Work instructions –
Rewrite the passage of the tumor lysis syndrome text starting with "Why TLS is the" and going on through "uric acid buildup.", changing "phosphorus" to "phosphate".

Tumor Lysis Syndrome in the Pediatric Intensive Care Unit
PICU Doc On Call · 20 minutes ·

Tumor Lysis Syndrome in the Pediatric Intensive Care Unit

Today’s episode is dedicated to Tumor Lysis Syndrome management in the PICU. Join us as we discuss the patient case, symptoms, and treatment.
We are delighted to be joined by Dr. Himalee Sabnis, Assistant Professor of Pediatrics at Emory University School of Medicine. She is also a pediatric hematologist/oncologist and the Co-Director of the High-Risk Leukemia Team at the AFLAC Cancer & Blood Disorders Center at Children’s Healthcare of Atlanta. 
Show Highlights:
Our case, symptoms, and diagnosis: A three-year-old female with pre-B ALL presents on Day 2 of chemotherapy to the PICU. She is admitted with telemetry findings of arrhythmia, decreased urine output, and an EKG notable for peaked T waves. Her labs are notable for elevated WBC, hyperkalemia, hyperphosphatemia, and low ionized calcium.
Tumor Lysis Syndrome is a life-threatening medical emergency stemming from rapid tumor cell destruction that overwhelms the usual metabolic and excretory pathways. 
Why TLS is the most common pediatric oncologic emergency for pediatric cancer patients
When the tumor cells die or lyse, what’s inside those cells comes out into the blood
Key metabolic abnormalities that affect organ function are too much potassium and phosphorus, low calcium, and uric acid buildup.

Data –
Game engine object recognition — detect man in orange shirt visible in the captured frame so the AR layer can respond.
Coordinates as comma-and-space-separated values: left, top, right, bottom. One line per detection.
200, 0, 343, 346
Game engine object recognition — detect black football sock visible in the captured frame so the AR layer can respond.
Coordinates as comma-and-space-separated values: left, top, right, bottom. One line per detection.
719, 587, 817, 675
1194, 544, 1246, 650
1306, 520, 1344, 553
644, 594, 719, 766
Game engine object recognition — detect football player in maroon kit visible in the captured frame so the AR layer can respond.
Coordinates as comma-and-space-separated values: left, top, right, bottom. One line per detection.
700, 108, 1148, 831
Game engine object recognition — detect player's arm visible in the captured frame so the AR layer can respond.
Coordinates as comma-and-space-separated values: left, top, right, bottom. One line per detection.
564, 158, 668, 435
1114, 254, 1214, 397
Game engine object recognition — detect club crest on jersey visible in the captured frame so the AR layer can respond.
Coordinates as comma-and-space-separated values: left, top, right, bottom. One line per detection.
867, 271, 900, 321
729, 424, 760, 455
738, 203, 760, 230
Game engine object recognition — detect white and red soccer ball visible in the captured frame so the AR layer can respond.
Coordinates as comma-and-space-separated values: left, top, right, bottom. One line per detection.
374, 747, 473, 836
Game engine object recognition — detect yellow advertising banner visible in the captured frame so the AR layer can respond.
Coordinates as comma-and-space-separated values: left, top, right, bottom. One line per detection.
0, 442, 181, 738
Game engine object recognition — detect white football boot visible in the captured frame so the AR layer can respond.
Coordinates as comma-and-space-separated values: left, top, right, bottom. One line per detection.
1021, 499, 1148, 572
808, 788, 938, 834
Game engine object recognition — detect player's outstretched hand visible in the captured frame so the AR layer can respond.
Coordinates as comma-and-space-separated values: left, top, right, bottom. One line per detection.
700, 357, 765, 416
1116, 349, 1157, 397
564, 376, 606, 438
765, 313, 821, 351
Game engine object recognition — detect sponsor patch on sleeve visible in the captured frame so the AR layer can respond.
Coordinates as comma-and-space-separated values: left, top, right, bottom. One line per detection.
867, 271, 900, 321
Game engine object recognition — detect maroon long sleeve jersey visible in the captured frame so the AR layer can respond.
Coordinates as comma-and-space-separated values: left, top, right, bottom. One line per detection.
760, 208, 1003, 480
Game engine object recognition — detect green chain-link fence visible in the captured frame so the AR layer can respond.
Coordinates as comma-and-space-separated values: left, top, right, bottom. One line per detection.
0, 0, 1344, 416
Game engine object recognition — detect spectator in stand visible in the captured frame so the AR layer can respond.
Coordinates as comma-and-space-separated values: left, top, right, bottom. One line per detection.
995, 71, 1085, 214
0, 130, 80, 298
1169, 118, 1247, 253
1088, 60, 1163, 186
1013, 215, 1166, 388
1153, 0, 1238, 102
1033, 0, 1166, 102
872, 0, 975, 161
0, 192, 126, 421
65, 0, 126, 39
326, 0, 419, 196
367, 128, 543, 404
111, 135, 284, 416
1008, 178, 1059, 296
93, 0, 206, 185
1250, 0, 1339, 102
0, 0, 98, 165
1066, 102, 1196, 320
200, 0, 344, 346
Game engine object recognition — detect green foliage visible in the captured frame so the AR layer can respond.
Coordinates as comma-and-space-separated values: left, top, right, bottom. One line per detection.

Exercise answer –
Why TLS is the most common pediatric oncologic emergency for pediatric cancer patients
When the tumor cells die or lyse, what’s inside those cells comes out into the blood
Key metabolic abnormalities that affect organ function are too much potassium and phosphate, low calcium, and uric acid buildup.